> Work to complete:
Identify each line in the rows below that contains the string "names" and copy it out. Case counts.

> Material:

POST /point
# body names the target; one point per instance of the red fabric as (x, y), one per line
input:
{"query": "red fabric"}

...

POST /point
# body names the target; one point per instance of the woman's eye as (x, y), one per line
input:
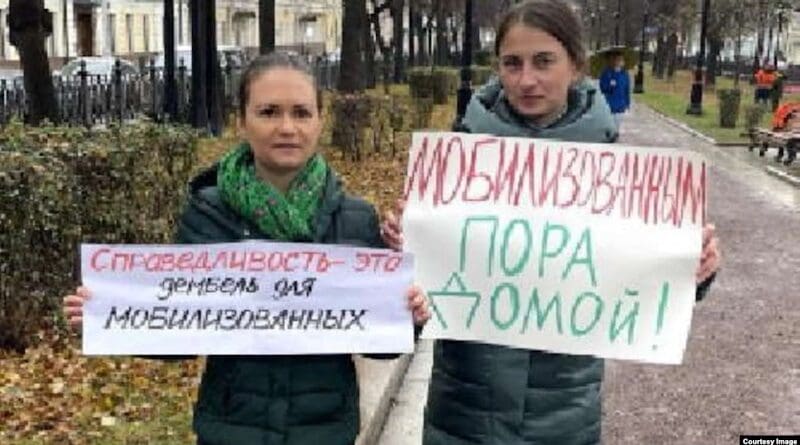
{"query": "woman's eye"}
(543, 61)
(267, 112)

> Solved exercise:
# body names the target; one point per instance of the red fabric as (x, y), one per line
# body names the target; one point per instance of the woman's eye as (x, y), one per line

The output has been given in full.